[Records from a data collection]
______________________________

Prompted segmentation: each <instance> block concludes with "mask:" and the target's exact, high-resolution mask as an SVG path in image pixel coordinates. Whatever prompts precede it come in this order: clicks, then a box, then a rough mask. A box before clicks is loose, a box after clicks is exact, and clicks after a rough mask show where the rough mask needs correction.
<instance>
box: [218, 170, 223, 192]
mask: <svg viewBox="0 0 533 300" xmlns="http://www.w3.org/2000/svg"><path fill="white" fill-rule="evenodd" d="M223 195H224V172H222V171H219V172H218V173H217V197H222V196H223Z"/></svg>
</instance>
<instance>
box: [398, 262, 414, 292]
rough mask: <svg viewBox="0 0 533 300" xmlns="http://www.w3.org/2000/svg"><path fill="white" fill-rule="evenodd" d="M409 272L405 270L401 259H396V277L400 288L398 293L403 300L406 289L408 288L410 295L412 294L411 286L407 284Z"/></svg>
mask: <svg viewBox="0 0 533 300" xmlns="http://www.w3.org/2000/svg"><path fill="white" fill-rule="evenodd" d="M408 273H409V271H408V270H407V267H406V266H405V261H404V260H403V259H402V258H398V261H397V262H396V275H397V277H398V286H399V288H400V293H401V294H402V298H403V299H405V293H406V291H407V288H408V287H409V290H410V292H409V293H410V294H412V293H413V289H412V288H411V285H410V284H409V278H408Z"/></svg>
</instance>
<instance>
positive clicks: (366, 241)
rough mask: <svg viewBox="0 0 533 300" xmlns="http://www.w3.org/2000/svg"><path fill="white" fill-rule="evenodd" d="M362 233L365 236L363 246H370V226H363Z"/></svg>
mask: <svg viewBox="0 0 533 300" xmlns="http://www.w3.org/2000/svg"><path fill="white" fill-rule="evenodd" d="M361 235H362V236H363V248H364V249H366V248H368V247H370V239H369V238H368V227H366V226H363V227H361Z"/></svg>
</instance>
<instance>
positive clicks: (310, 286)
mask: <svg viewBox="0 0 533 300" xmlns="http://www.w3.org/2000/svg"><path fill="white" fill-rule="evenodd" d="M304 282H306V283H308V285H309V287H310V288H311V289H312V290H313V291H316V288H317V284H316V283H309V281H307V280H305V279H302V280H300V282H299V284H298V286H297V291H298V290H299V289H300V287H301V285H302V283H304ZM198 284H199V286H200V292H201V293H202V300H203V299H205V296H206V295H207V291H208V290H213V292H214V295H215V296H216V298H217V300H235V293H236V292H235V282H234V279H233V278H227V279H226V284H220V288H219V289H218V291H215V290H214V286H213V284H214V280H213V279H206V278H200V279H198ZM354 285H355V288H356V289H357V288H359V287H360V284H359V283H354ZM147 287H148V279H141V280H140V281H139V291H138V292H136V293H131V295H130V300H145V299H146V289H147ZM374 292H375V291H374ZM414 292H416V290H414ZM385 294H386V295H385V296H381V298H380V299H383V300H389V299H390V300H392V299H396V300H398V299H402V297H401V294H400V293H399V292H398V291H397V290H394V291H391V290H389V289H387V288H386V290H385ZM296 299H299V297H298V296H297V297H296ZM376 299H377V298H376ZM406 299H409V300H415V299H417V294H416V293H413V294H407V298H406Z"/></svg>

______________________________

**Required work**
Retype each record. Keep every character as it is.

**Solution for this problem**
Prompted segmentation: each <instance> block concludes with "mask:" and the target's exact, high-resolution mask as an SVG path in image pixel coordinates. Whatever prompts precede it come in this order: clicks, then a box, then a rough mask. A box before clicks is loose, a box after clicks is exact, and clicks after a rough mask show where the rough mask needs correction.
<instance>
box: [218, 170, 223, 192]
mask: <svg viewBox="0 0 533 300" xmlns="http://www.w3.org/2000/svg"><path fill="white" fill-rule="evenodd" d="M223 195H224V172H222V171H219V172H218V173H217V197H222V196H223Z"/></svg>
</instance>
<instance>
box: [398, 262, 414, 292]
rough mask: <svg viewBox="0 0 533 300" xmlns="http://www.w3.org/2000/svg"><path fill="white" fill-rule="evenodd" d="M409 272L405 270L401 259H396V277L400 288L398 293L403 300L406 289L408 288L410 295L412 294L411 286L407 284Z"/></svg>
mask: <svg viewBox="0 0 533 300" xmlns="http://www.w3.org/2000/svg"><path fill="white" fill-rule="evenodd" d="M408 273H409V271H408V270H407V267H406V266H405V261H404V260H403V259H402V258H398V261H397V262H396V275H397V277H398V286H399V288H400V293H401V294H402V298H403V299H405V293H406V291H407V288H408V287H409V290H410V292H409V293H410V294H412V293H413V289H412V288H411V285H410V284H409V278H408Z"/></svg>
</instance>
<instance>
positive clicks: (366, 241)
rough mask: <svg viewBox="0 0 533 300" xmlns="http://www.w3.org/2000/svg"><path fill="white" fill-rule="evenodd" d="M362 233L365 236L363 246H370V226H363Z"/></svg>
mask: <svg viewBox="0 0 533 300" xmlns="http://www.w3.org/2000/svg"><path fill="white" fill-rule="evenodd" d="M361 235H362V236H363V248H364V249H366V248H368V247H370V239H369V238H368V227H366V226H363V227H361Z"/></svg>
</instance>
<instance>
positive clicks: (310, 286)
mask: <svg viewBox="0 0 533 300" xmlns="http://www.w3.org/2000/svg"><path fill="white" fill-rule="evenodd" d="M304 282H306V283H308V285H309V287H310V288H311V289H312V290H313V291H316V288H317V284H316V283H309V281H307V280H305V279H302V280H300V282H299V284H298V286H297V291H298V290H299V289H300V287H301V285H302V283H304ZM198 284H199V286H200V292H201V293H202V300H203V299H205V296H206V295H207V291H208V290H213V292H214V295H215V296H216V298H217V300H235V293H236V292H235V282H234V279H233V278H227V279H226V284H220V288H219V289H218V291H215V290H214V286H213V284H214V280H213V279H206V278H200V279H198ZM354 285H355V288H356V289H357V288H359V287H360V284H359V283H354ZM147 287H148V279H141V280H140V281H139V291H138V292H136V293H131V295H130V300H145V299H146V289H147ZM374 292H375V291H374ZM414 292H416V290H414ZM385 294H386V295H385V296H381V298H380V299H383V300H389V299H390V300H392V299H396V300H398V299H402V297H401V294H400V293H399V292H398V291H397V290H394V291H391V290H389V289H387V288H386V290H385ZM296 299H299V297H298V296H297V297H296ZM376 299H377V298H376ZM406 299H409V300H415V299H417V294H416V293H413V294H407V298H406Z"/></svg>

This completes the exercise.